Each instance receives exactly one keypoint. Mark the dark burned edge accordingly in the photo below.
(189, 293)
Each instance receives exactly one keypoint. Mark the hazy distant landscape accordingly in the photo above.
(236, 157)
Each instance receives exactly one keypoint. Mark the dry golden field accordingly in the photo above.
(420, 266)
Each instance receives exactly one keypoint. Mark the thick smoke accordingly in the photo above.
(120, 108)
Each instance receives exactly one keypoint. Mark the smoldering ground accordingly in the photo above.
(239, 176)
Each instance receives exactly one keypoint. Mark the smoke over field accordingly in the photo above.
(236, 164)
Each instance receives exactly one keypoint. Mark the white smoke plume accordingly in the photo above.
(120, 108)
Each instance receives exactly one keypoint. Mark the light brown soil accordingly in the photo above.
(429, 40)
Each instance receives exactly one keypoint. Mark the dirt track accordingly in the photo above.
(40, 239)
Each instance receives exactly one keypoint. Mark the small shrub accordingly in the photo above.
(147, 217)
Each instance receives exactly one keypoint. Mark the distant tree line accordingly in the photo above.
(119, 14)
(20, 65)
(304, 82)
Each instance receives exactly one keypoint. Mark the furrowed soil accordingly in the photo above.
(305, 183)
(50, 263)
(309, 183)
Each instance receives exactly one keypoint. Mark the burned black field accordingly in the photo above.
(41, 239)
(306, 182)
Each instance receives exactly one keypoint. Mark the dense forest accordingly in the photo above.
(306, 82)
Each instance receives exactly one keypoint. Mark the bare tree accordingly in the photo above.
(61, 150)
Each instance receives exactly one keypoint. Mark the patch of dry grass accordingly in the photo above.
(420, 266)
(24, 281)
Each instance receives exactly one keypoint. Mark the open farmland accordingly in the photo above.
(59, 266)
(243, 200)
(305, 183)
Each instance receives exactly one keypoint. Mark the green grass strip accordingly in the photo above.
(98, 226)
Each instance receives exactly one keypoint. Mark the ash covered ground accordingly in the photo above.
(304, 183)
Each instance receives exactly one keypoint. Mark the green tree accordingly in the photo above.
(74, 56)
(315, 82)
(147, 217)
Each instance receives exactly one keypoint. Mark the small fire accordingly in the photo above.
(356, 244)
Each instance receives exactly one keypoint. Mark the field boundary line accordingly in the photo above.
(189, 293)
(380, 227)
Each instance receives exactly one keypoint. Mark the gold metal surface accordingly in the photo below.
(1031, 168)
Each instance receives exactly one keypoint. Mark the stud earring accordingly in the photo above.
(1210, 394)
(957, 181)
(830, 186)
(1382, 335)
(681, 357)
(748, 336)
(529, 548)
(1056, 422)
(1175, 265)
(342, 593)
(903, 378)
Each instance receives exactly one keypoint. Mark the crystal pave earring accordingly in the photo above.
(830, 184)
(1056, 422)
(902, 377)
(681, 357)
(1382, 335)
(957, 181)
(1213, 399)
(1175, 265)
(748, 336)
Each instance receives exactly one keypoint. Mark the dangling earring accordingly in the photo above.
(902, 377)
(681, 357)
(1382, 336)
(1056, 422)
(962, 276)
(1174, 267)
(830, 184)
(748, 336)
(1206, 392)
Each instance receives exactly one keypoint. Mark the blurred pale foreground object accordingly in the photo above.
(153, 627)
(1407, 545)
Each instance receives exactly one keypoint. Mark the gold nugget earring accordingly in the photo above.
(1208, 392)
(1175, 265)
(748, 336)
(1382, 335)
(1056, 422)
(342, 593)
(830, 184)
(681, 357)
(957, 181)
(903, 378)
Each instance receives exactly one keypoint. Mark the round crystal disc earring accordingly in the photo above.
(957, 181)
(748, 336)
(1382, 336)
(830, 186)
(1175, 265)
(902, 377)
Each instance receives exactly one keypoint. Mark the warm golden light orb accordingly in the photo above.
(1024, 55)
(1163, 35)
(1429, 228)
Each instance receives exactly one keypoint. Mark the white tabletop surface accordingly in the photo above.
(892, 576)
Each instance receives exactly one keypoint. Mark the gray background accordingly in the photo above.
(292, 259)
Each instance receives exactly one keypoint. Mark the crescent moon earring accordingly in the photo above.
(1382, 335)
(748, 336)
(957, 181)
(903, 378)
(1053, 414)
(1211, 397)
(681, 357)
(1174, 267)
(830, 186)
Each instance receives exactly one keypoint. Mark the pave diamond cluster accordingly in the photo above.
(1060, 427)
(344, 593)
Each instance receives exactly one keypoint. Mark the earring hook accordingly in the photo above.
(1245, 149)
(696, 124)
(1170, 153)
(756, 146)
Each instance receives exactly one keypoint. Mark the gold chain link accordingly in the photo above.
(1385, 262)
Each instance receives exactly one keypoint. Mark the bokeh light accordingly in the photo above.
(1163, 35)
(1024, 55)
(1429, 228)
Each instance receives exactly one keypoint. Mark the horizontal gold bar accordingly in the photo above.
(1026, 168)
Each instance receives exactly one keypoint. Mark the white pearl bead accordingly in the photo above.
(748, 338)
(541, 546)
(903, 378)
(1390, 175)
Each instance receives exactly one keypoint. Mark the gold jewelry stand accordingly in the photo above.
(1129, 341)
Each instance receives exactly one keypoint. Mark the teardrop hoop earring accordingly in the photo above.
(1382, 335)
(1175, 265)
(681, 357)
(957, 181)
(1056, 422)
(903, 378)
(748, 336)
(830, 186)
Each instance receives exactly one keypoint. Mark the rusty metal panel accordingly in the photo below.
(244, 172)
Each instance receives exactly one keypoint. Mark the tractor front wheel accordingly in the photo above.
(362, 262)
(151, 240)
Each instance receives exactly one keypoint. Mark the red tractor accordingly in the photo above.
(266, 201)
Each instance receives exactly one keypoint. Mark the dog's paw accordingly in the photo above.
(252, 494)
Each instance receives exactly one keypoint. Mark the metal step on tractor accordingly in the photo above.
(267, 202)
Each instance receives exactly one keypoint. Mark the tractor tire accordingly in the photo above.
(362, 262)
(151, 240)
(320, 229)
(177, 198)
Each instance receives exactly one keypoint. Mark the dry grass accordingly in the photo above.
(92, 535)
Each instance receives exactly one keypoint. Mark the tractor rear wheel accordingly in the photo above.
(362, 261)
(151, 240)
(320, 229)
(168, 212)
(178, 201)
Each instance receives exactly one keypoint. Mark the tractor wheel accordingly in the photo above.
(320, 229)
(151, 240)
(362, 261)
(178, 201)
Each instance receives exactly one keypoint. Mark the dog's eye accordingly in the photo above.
........
### La richiesta
Cita tutte le righe qui sopra parola per parola, senza cambiare nulla.

### La soluzione
Each instance receives exactly one keypoint. Mark the dark burned edge accordingly in the photo below.
(189, 293)
Each instance receives exactly one keypoint. Mark the hazy distant landscape accordingly in the photo above.
(236, 157)
Each instance receives exactly one keypoint. Mark the dry golden field accordingly in the photo above.
(420, 266)
Each instance receives exactly one keypoint. Mark the thick smoke accordingly in the photo above.
(120, 108)
Each instance receives exactly one keypoint. Mark the smoldering ground accordingly in the photo above.
(239, 176)
Each instance receives exactly one keypoint. Mark the smoke over field accordingly in the photo above.
(236, 164)
Each instance receives exactly one keypoint. Mark the white smoke plume accordingly in the photo above.
(120, 108)
Each instance receives exactly one keypoint. Mark the light brown soil accordingly in the photo above.
(429, 40)
Each instance receives exactly one keypoint. Mark the dirt track accordingly in the photo above.
(40, 239)
Each instance receives exactly one keypoint. Mark the small shrub accordingly in the photo above.
(147, 217)
Each instance receives exactly one keypoint. Mark the distant tree line accordingly in the photo above.
(119, 14)
(20, 65)
(304, 82)
Each instance receives exactly one keypoint. Mark the furrowed soil accordingly in the photo above.
(305, 183)
(50, 263)
(309, 183)
Each instance receives exactly one keypoint. Mark the burned black field accordingly in the photo above.
(41, 239)
(306, 182)
Each instance receives exactly one keypoint. Mark the dense forest accordingly in the photo above.
(306, 82)
Each instance receives exactly one keypoint. Mark the bare tree accordingly in the photo above.
(61, 150)
Each instance receives exactly one keypoint. Mark the patch of dry grass accordingly in the photo above.
(420, 266)
(24, 281)
Each instance receives exactly one keypoint. Mark the open farmland accordingly in the photo above.
(59, 266)
(243, 200)
(305, 183)
Each instance receives exactly one keypoint. Mark the green grass strip accordingly in the photo above.
(98, 226)
Each instance receives exactly one keypoint. Mark the ash covered ground accordingly in the photo above.
(304, 183)
Each instance receives exactly one keypoint. Mark the green tree accordingly in the photo above.
(74, 56)
(315, 82)
(147, 217)
Each instance receives exactly one keypoint. Mark the small fire accordingly in the photo above.
(356, 244)
Each instance receives exactly one keypoint. Mark the field boundary line accordingly in the photo above.
(189, 293)
(380, 227)
Each instance receives exactly one keypoint. Mark the gold metal surface accordingly in the photo below.
(1031, 168)
Each instance receives exactly one keypoint. Mark the stud earring accordingly in the photo above.
(1210, 394)
(957, 181)
(830, 186)
(1382, 335)
(681, 357)
(748, 336)
(529, 548)
(1056, 422)
(1175, 265)
(342, 593)
(903, 378)
Each instance receives exactly one keypoint. Mark the crystal pave earring accordingly in the photo above.
(830, 184)
(1056, 422)
(902, 377)
(681, 357)
(1382, 335)
(957, 181)
(1213, 399)
(1175, 265)
(748, 336)
Each instance receives exactly one keypoint. Mark the dangling earring accordingly in the photo above.
(902, 377)
(681, 357)
(1382, 336)
(1056, 422)
(962, 276)
(1174, 267)
(830, 184)
(748, 336)
(1206, 392)
Each instance receives exactly one keypoint. Mark the blurred pale foreground object accordingly in the photo above.
(153, 627)
(1407, 545)
Each instance receives exactly one keypoint. Mark the gold nugget earring accordingly in the photo above.
(1208, 392)
(1175, 265)
(748, 336)
(1382, 335)
(1056, 422)
(342, 593)
(830, 184)
(681, 357)
(957, 181)
(903, 378)
Each instance receives exactly one keypoint. Mark the round crystal disc earring accordingly in the photo above.
(957, 181)
(748, 336)
(1382, 336)
(830, 186)
(1175, 265)
(902, 377)
Each instance receives exactly one keypoint. Mark the warm golden light orb accordingly in the photo above.
(1024, 55)
(1163, 35)
(1429, 228)
Each instance receives exactly one keypoint. Mark the white tabletop surface accordingly in the photo above.
(892, 576)
Each instance receives exactly one keypoint. Mark the gray background accordingly in the photo above.
(292, 259)
Each instance receives exactly one keypoint. Mark the crescent moon earring accordingly in the photo above.
(1382, 335)
(748, 336)
(957, 181)
(903, 378)
(1053, 414)
(1211, 397)
(681, 357)
(1174, 267)
(830, 186)
Each instance receives exactly one keypoint. Mark the pave diamond cluster accordingly in the photo above.
(1060, 427)
(344, 593)
Each instance receives exactly one keypoint. Mark the earring hook accordingly in the photo above.
(1245, 149)
(696, 124)
(1170, 153)
(756, 146)
Each instance receives exactly one keypoint. Mark the gold chain link accordingly in the photo above.
(1385, 262)
Each instance receives exactly one keypoint. Mark the bokeh light accordingly in the photo above.
(1163, 35)
(1024, 55)
(1429, 228)
Each instance receives exactly one keypoint. Mark the horizontal gold bar accordingly in the photo above.
(1026, 168)
Each instance receives exactly one keypoint. Mark the white pearl bead accordingly in the photo above.
(748, 338)
(541, 546)
(903, 378)
(1390, 175)
Each instance receives exactly one keypoint. Mark the gold jewelry stand accordingly in the photo above.
(1129, 341)
Each instance receives exactly one keypoint. Mark the teardrop hoop earring accordingly in the photo above.
(1382, 335)
(1175, 265)
(681, 357)
(957, 181)
(1056, 422)
(903, 378)
(748, 336)
(830, 186)
Each instance receives exactly one keypoint. Mark the rusty metal panel accordingly in the photo below.
(244, 172)
Each instance receives exactly one keypoint. Mark the tractor front wheel accordingly in the photo above.
(362, 262)
(151, 240)
Each instance receives exactly one keypoint. Mark the red tractor accordingly in the photo above.
(266, 201)
Each instance receives exactly one keypoint. Mark the dog's paw accordingly in the photo above.
(252, 494)
Each instance receives exactly one keypoint. Mark the metal step on tractor accordingly in the photo above.
(267, 202)
Each instance receives exactly one keypoint. Mark the tractor tire accordingly in the photo above.
(362, 262)
(151, 240)
(320, 229)
(177, 198)
Each instance receives exactly one keypoint. Mark the dry grass accordingly in the photo above.
(92, 535)
Each instance receives exactly one keypoint. Mark the tractor rear wheel accordingly in the photo above.
(362, 261)
(151, 240)
(320, 229)
(168, 212)
(178, 201)
Each instance receives exactly one keypoint. Mark the tractor wheel accordingly in the photo above.
(320, 229)
(151, 240)
(362, 261)
(178, 201)
Each instance receives exactly one keypoint. Mark the dog's eye accordingly in the photo above.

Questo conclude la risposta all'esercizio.